STATED TASK: Continue the following buyer's guide to the 2002–'07 Subaru Impreza WRX, picking up right after its last sentence.

SELECTED PASSAGE:
/---
Insider guide: Make the most of your 2002-'07 Subaru Impreza WRX

Robert
By Robert Bowen
Apr 15, 2023 | Saab, Subaru, WRX, Buyer's Guide, Impreza, 9-2x | Posted in Buyer's Guides | From the Feb. 2009 issue | Never miss an article

Photography credit: Jerry Doctor

Back in the mid-1990s, if you had told your average American auto enthusiast that Subaru would soon be known for its performance cars, you’d likely have been laughed out of the room. In the U.S. market at least, Subaru specialized in building quirky front- and all-wheel-drive compact cars that featured conservative styling, flat-four engines and no-frills interiors—hardly the stuff that excited most enthusiasts.

However, Subaru did—and still does—enjoy one of the highest percentages of repeat buyers of any car maker. Back then, this was thanks to Subaru’s popularity among young, educated buyers who lived in the snowbelt and weren’t particularly interested in power or luxury. 

In the late 1990s, the marque’s market changed. Subaru of America added the Impreza 2.5 RS to its lineup for 1998 and gave us a glimpse of what was to come: rally-ready, all-wheel-drive performance. This non-turbo, 2.5-liter Impreza was not particularly fast in a straight line, but it became popular with amateur rally racers and autocrossers. It was torquey, sure-footed and looked the part. 

The 2.5 RS was one of the first Subarus in recent memory to attract widespread attention from enthusiasts, and it did a lot to raise the brand’s profile here in the States. The resulting positive press and customer response clearly set the stage for the later WRX and STI models. Without the RS paving the way, it’s likely Subaru wouldn’t have added the later performance-oriented cars to its American lineup.

If You Build It, They Will Come

With the new millennium came a new Impreza, as Subaru of America expanded its lineup in 2002. While the non-turbo Impreza 2.5 RS was still available, this batch of cars featured a special standout: The U.S. finally had its own WRX, turbocharger and all. 

The timing was nearly perfect. The import tuning scene was really exploding, and few manufacturers offered a model that could compete with the well-developed WRX.

Photography credit: David S. Wallens

The WRX was new to Americans, but the model line actually stretched back to 1992 internationally. Developed to battle the Lancer Evolution and similar rally-ready cars, the WRX was a little less hardcore but appealed to a broader audience. It was a home run.

Our version of the turbocharged, all-wheel-drive car—available in both sedan and sport-wagon guises—was slightly detuned from the Japanese and European versions. Instead of the 250-horsepower turbo engine and close-ratio gearbox found in the Japanese-market WRX sedan, we got a 227-horsepower, flat-four boxer plus the wide-ratio gearbox found in the home-market WRX wagon. Subaru raised the final drive ratio from 4.11:1 to 3.90:1 to lower the revs when cruising. The U.S.-market cars also lost some of the frills found on the JDM versions, as we didn’t get the trick front brake calipers or wider wheels.
\---
ENTRIES:
/---
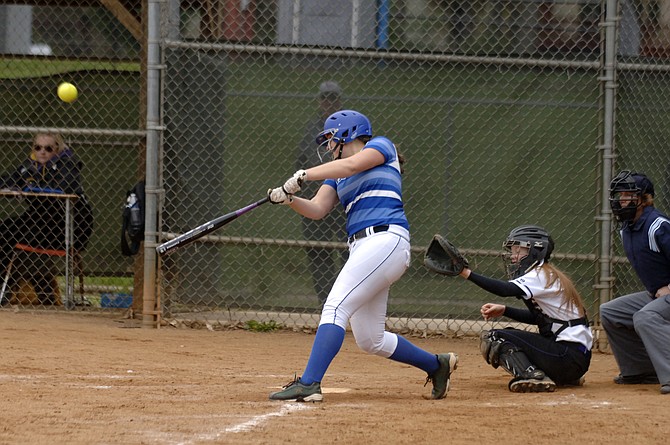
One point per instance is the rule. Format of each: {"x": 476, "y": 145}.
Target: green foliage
{"x": 265, "y": 326}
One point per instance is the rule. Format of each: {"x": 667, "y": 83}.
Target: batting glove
{"x": 294, "y": 184}
{"x": 279, "y": 196}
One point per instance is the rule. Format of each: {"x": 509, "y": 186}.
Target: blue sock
{"x": 406, "y": 352}
{"x": 328, "y": 341}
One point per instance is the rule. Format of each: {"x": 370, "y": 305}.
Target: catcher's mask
{"x": 539, "y": 244}
{"x": 625, "y": 190}
{"x": 341, "y": 128}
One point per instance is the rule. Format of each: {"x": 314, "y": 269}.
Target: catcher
{"x": 560, "y": 354}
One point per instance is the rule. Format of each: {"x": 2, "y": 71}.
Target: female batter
{"x": 560, "y": 353}
{"x": 365, "y": 177}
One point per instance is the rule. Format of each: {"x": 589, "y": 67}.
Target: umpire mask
{"x": 625, "y": 191}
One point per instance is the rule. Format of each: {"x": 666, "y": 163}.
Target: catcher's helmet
{"x": 344, "y": 126}
{"x": 625, "y": 208}
{"x": 536, "y": 239}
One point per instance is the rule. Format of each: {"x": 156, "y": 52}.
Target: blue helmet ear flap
{"x": 344, "y": 126}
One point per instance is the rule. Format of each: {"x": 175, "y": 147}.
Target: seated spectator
{"x": 51, "y": 167}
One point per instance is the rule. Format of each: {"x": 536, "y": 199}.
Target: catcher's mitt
{"x": 444, "y": 258}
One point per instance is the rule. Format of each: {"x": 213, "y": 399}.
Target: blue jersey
{"x": 647, "y": 246}
{"x": 373, "y": 197}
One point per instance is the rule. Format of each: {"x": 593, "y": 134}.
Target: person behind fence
{"x": 51, "y": 167}
{"x": 638, "y": 324}
{"x": 364, "y": 176}
{"x": 322, "y": 265}
{"x": 560, "y": 353}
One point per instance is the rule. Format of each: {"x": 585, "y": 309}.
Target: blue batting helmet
{"x": 344, "y": 126}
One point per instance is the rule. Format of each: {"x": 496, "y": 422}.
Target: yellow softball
{"x": 67, "y": 92}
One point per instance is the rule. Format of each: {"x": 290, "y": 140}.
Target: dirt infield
{"x": 77, "y": 379}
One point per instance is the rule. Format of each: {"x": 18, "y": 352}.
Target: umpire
{"x": 638, "y": 324}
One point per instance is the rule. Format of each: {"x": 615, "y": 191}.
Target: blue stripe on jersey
\---
TASK ANSWER:
Photography credit: David S. Wallens

Despite the differences, the Americanized WRX still performed well. Zero-to-60 times were in the 5.5-second range—pretty amazing for a car costing less than $25,000. Brakes, handling and grip were also well above average. 

Subaru also offered the WRX with an automatic transmission. Even though this version came paired with a more sophisticated all-wheel-drive system, few enthusiasts embraced it due to its lack of zing and even greater lack of low-end torque.

Outside, the WRX shared the same wide-body styling and unique bug-eye headlights as rest of the Impreza lineup. However, the WRX package added a distinctive hood scoop and side skirts; most of the WRX sedans also came with the optional spoiler.

This new Impreza exhibited typical Subaru build quality plus an interior that was neat, simple and basic. A refreshing lack of “gee whiz” features combined with a purposeful leather steering wheel and shift knob gave the car just the right ambiance for performance piloting. In fact, everything about the car seemed to be focused on the task of driving. 

Photography credit: David S. Wallens

Front Page News

The WRX was a hit with the press, winning awards from nearly every American automotive publication. Contemporary road testers praised the car’s driving manners and performance, with only minor quibbles aimed at the steering feel, road noise and lack of low-end torque. The positive reviews must have worked, as fresh buyers snapped up every WRX that rolled off the assembly lines, sometimes paying even more than sticker for the privilege in the beginning. 

The new WRX also came with an unconventional feature: a free SCCA membership. Of course, the membership wasn’t without controversy, as some dealers were quick to deny warranty claims based on the possibility that issues resulted from competition. 

Many of those claims revolved around the clutch and transmission, two components that often served as the driveline’s fuse. This was no surprise; between the turbo engine and four contact patches, something had to serve as the weak link. Justified or not, these claim denials soured some owners’ attitudes, both toward their dealers and toward Subaru of America. However, the controversy did not smother enthusiasm for the car. 

Photography credit: David S. Wallens

It wasn’t long before American tuners and their customers grabbed hold of the WRX. The turbo engine responded well to mild boost increases, a free-flowing exhaust system, and the removal of one or two of the three power-limiting catalytic converters. The smallish 16x6.5-inch wheels and thin rear anti-roll bar limited the WRX’s on-track grip, but the aftermarket had plenty of cures.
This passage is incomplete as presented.